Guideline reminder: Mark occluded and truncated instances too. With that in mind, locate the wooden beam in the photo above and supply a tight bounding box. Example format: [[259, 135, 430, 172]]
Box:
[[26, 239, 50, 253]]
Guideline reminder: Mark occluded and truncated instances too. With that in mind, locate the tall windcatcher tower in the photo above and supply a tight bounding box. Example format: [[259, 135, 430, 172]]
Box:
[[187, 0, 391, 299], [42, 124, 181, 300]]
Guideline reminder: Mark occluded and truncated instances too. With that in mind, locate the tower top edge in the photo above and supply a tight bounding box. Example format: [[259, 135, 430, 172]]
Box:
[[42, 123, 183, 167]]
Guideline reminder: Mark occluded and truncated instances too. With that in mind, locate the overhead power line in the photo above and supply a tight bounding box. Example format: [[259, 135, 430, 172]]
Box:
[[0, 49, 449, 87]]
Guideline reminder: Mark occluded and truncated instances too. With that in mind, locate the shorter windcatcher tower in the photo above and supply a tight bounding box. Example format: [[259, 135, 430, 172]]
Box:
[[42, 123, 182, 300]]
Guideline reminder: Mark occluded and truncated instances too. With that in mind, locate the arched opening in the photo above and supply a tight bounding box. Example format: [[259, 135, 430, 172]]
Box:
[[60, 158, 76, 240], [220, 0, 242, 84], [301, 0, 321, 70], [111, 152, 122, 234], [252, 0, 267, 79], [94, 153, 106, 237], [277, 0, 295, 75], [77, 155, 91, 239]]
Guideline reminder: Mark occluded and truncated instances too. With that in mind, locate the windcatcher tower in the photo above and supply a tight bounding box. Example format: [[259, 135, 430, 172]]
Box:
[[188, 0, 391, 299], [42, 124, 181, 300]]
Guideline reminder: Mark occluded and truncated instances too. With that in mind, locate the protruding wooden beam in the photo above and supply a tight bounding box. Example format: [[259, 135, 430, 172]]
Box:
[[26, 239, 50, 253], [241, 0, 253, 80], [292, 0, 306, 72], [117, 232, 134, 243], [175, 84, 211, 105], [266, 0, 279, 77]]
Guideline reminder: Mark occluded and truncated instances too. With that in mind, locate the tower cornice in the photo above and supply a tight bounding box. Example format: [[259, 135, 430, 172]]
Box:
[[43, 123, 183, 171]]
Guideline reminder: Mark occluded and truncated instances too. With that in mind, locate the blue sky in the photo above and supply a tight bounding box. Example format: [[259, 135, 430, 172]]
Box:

^^^^

> **Try it**:
Every entry above should come back exactly as written.

> **Answer box**:
Guideline reminder: Mark occluded and truncated instances too. With that in mind, locate the wooden beam in the photo above and supply a tight bounding box. Example format: [[259, 135, 430, 172]]
Box:
[[26, 239, 50, 253]]
Guideline reminder: Mark occluded and truncated instances too. With that in mind, locate the tall windcatcher tower in the photo above and supply a tight bounding box. Example format: [[259, 135, 430, 172]]
Box:
[[187, 0, 391, 299], [42, 124, 181, 300]]
Guideline reminder: Mark occluded and truncated instances too. With that in mind, locate the tower top edge in the photo above and supply a tight bounding box. Example format: [[259, 135, 430, 172]]
Box:
[[42, 123, 183, 167]]
Guideline reminder: Mark occluded and truncated instances too. With that in mind, locate the overhead power line in the photo above and supply a tight bounding box. Example format: [[259, 135, 430, 172]]
Box:
[[0, 49, 449, 87]]
Guideline reminder: Mark occluded and truncated instances too. With that in mind, locate the shorter windcatcher tower in the photo above and supply a tight bounding box. Example format: [[259, 135, 430, 172]]
Box:
[[42, 123, 182, 300]]
Guideline reminder: Mark occluded and truncated instances too. With that in mind, locate the arched opening in the photo above and supply a tight bounding box. Example format: [[259, 135, 430, 172]]
Box:
[[60, 158, 76, 240], [220, 0, 242, 84], [301, 0, 321, 70], [111, 152, 122, 234], [252, 0, 267, 79], [94, 153, 106, 237], [277, 0, 295, 75], [77, 155, 91, 239]]
Guideline reminder: Mark occluded and truncated instances too. With that in mind, locate the windcatcher tower in the photo above and supply a tight bounding box. Example format: [[259, 135, 430, 172]]
Box:
[[188, 0, 391, 299], [42, 124, 181, 300]]
Guideline reminder: Mark occluded and truncated instances too. With that in mind, locate the protruding wooden beam in the photo above and supply a tight bounding box. Example format: [[259, 135, 430, 172]]
Box:
[[26, 239, 50, 253], [241, 0, 253, 80], [292, 0, 306, 72], [117, 232, 134, 243], [175, 84, 211, 105], [266, 0, 279, 77]]
Guideline reminder: Mark occluded and truncated instances too. With that in mind, locate the tower cornice in the photo above and supply a tight bounding box. Example format: [[259, 135, 430, 172]]
Box:
[[43, 123, 183, 171]]
Guideline reminder: Mark occluded and truncated instances too. With that in mind, locate the blue sky in the photo above and supply a tight bounding box. Example format: [[259, 135, 430, 172]]
Box:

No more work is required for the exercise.